Activity list:
**a)** In the passage on storage dam aquaculture below, which species are being trialed in inland cage culture in Australia?
**b)** Write a continuation of the passage on storage dam aquaculture below, starting after its last sentence.

#### Document passage

In Australia, we have many water storage dams but probably still not enough. These dams, apart from their obvious irrigation and water supply uses have quite significant recreational value. And probably the most significant is rural amateur fishing. However they may also have a high potential for Storage Dam Aquaculture. These large impoundments are stocked with native species that either have a local significance in terms of occurring naturally in local rivers and streams or are exotic sport fish such as salmonids. Some examples include rainbow trout in the colder rivers of the south, various native temperate species, such as the Australian Bass, Silver Perch and Golden Perch and the excellent sport and eating, Barramundi in the tropical north. World-wide aquaculture is an enormous growth industry and the potential for storage dam aquaculture in Australia is only just emerging.
These sport-species are all hatchery bred and stocked as fingerlings in large quantities. The stocking rates vary considerably relative to individual species, and are based on previous stocking rate information and predetermined species survival percentage/predation estimations (Bennett 1962). These estimations included assessment of size, age and productivity of the individual impoundment. The significance of this point for aquaculture is, the existence of credible infrastructure, supply and researched production estimates.
Recreational fish stocking is typical of developed countries, including the United States and many parts of Europe as shown in Table 1 (Welcomme 1996). However in many of these countries there is an emerging trend toward utilisation of impoundments for aquaculture. In Australia, inland cage culture is being trialed for species such as Silver Perch, Rainbow Trout, Murray Cod and Barramundi but so far has only been described as novel at its current stage of development (Gooley et. al. 2000). To date there are no commercial activities in NSW utilising storage dam aquaculture (pers. com. Ian Lyall NSW Fisheries).
Pillay (1990) discusses the potential for aquaculture from the flooding of new impoundments and the significant growth from fish stocks assisted, in many instances, by the decay of vegetation in new dams. The decay creates a higher trophic state, which increases productivity and biodynamics and as such sustains considerable numbers of fish (biomass). It is known that over time this high pond productivity is reduced and the productive biomass tends to reduce also. New impoundments undergo ‘ecological birthing’ and high juvenile states of productivity dynamics where species interaction is initially unstable. However substantial crops have been achieved from stock and recapture with monoculture and polyculture using species that occupy different niches or zones within the water column. These significant pond and biodynamic factors of large reservoirs are what gives them a high potential for commercial storage dam aquaculture.

########
#### Dataset excerpts

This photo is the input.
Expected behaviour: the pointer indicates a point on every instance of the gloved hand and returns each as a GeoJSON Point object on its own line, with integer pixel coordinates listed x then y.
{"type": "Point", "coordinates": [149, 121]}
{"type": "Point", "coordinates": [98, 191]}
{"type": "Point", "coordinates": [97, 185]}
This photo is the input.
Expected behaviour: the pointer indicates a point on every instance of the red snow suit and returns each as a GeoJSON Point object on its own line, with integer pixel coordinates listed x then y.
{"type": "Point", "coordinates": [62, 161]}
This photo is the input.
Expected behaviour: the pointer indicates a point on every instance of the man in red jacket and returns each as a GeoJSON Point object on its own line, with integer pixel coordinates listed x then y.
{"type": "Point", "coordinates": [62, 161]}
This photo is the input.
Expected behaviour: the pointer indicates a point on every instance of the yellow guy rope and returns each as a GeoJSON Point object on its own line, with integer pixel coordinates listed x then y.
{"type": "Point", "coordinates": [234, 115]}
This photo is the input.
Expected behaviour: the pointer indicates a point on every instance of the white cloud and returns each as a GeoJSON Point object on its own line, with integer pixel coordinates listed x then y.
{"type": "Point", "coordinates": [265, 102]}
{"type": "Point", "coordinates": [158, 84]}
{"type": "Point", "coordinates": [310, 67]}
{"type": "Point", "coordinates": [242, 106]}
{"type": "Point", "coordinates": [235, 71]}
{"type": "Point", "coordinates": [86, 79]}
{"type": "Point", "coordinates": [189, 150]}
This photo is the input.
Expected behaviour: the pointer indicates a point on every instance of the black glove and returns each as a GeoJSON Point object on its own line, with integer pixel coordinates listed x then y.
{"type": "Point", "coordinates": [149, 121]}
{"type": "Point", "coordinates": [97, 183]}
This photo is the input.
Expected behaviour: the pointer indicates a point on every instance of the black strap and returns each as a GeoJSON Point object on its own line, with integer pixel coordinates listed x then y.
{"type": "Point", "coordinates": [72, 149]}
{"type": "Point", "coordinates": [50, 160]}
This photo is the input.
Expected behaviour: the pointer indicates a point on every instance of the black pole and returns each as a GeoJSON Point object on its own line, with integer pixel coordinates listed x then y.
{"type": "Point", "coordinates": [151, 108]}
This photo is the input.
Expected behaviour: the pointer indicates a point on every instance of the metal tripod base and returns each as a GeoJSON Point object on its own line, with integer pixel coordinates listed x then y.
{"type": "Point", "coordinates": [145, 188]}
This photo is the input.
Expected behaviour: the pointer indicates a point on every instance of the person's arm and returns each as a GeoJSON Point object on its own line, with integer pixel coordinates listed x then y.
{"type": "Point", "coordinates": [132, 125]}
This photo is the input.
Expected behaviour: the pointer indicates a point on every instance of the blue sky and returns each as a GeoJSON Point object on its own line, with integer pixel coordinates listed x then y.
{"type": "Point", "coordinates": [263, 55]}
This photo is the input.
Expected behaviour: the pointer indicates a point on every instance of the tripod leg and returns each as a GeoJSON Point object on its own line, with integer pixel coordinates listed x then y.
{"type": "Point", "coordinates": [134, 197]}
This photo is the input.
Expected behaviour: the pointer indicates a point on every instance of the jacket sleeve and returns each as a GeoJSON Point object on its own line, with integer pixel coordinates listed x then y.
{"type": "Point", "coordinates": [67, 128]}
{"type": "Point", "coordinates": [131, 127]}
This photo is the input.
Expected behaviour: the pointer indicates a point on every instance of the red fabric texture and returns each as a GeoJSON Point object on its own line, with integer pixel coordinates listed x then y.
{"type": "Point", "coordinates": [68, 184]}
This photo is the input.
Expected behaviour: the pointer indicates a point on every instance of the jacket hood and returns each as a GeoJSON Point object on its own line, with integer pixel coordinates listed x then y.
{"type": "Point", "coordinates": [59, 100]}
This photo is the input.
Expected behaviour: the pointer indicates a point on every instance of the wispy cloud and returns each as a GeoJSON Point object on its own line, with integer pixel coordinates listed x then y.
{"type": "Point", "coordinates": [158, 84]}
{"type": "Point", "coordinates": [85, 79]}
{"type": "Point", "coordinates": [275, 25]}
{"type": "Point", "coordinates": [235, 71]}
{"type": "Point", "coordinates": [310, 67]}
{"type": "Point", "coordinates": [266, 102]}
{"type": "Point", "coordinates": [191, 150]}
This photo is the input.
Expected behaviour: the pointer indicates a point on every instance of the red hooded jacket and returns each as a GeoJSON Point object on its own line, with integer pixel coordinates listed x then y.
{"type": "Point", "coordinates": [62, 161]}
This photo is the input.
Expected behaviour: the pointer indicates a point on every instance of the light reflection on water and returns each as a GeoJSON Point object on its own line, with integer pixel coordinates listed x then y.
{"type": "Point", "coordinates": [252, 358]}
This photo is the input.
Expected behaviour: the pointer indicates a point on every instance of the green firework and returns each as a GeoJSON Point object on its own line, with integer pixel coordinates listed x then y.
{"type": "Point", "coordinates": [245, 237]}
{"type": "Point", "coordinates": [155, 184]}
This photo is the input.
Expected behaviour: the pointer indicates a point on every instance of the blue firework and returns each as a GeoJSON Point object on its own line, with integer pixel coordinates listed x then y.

########
#### Dataset excerpts

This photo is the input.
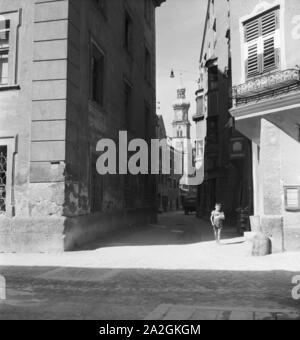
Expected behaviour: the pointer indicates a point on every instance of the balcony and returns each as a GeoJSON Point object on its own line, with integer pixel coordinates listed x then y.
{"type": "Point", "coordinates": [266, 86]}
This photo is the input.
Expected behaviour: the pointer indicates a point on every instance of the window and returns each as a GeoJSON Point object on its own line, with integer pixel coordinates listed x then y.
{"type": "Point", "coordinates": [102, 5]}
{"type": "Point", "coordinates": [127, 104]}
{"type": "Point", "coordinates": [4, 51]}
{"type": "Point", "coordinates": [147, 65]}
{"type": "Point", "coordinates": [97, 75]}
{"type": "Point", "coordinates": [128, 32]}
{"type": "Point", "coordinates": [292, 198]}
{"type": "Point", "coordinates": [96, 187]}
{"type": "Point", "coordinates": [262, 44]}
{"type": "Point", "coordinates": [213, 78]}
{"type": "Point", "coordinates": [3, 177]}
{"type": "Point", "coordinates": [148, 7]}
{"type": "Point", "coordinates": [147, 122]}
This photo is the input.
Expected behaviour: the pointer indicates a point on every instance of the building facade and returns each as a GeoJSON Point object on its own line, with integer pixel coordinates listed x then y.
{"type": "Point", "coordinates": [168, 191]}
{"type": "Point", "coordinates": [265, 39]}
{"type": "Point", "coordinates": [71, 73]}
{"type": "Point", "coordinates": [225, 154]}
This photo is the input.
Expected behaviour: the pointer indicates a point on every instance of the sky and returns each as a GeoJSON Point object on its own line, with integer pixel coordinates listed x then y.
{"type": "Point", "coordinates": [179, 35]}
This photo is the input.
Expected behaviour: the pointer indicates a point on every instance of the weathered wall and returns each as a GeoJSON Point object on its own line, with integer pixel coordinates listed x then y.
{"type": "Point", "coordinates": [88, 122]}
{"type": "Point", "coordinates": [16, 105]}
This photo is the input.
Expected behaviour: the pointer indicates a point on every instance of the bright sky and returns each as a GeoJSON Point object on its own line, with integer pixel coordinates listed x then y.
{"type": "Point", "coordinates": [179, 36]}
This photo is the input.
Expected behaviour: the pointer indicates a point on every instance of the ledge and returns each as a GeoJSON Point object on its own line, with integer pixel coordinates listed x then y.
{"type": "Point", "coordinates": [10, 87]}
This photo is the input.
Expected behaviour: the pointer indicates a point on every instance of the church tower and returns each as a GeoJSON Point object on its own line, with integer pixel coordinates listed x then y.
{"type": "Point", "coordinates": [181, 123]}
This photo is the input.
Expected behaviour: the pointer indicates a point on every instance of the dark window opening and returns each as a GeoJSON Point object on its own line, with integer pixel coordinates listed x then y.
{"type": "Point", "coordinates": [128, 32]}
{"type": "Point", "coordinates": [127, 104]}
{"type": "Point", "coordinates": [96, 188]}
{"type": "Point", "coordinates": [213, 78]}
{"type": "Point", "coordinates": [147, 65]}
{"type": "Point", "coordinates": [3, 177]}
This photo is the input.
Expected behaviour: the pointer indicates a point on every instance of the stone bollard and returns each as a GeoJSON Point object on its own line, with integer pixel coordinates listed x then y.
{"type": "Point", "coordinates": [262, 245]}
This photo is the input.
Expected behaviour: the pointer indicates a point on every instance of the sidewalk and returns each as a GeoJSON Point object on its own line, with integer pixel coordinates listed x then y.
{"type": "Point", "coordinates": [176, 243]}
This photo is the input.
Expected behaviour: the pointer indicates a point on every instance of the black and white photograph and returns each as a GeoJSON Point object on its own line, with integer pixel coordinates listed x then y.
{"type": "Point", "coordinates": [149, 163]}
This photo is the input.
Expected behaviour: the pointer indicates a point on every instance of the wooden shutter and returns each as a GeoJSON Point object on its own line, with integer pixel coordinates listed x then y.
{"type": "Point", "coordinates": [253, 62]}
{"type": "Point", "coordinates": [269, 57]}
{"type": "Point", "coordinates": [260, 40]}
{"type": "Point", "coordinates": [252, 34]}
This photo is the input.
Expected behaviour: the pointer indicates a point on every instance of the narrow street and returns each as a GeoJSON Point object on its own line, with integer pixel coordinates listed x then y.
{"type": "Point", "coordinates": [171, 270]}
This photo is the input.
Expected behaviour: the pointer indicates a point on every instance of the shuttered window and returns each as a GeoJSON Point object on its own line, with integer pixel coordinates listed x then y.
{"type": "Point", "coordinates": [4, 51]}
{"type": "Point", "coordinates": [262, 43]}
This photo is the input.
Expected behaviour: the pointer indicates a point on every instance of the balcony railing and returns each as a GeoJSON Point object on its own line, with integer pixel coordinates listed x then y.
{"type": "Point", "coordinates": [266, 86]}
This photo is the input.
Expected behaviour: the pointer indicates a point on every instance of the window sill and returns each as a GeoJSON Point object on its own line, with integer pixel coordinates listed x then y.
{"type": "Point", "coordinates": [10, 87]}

########

Answers by task:
**a)** Silver Perch, Rainbow Trout, Murray Cod and Barramundi.

**b)**
Table No 1
As Table 1 indicates the model is quite different for developing countries but the use of impoundments for fish stocking and fisheries development of both native and exotic species is becoming a world wide phenomenon which appears to be gaining momentum fueled by the positive results and publications coming from mainland China (De Silva 1991).
China has approximately 20 million km2 of potential fresh water aquaculture area (Liao 1990). And it has significantly increased aquaculture production in recent times. This is the direct result of the internal demand for domestic protein which, has led to considerable development in impoundment aquaculture methods accompanied by considerable and remarkable increases in output (Pillay 1994). The success of China’s large-scale results has positive follow-on potential for application in both developing and developed countries.
China is an interesting example within itself. China, in many respects, is both developed and developing with an economic surplus every 3 months of 7 billion dollars AUD$ in 1996. As well China is very active in developing both native and exotic species for aquaculture to service its huge domestic demand. Of the total world inland aquaculture, Asia produces 90% and China approximately 60% of that (Mace 1996). Chinese and Indian Cyprinids or carp species (Welcomme 1996) make up 47% of that total.
Reservoir/storage dams are constructed primarily for irrigation, hydroelectric power and/or flood protection in China and reservoir fisheries appear to be a viable secondary culture system. These fisheries operate as ‘stock and recapture’, ‘natural recruitment and capture’ and a small degree of ‘cage culture’ with the first two operating in varying degrees of polyculture. They now appear to be well managed with individual hatcheries and are highly productivity (De Silva 1991).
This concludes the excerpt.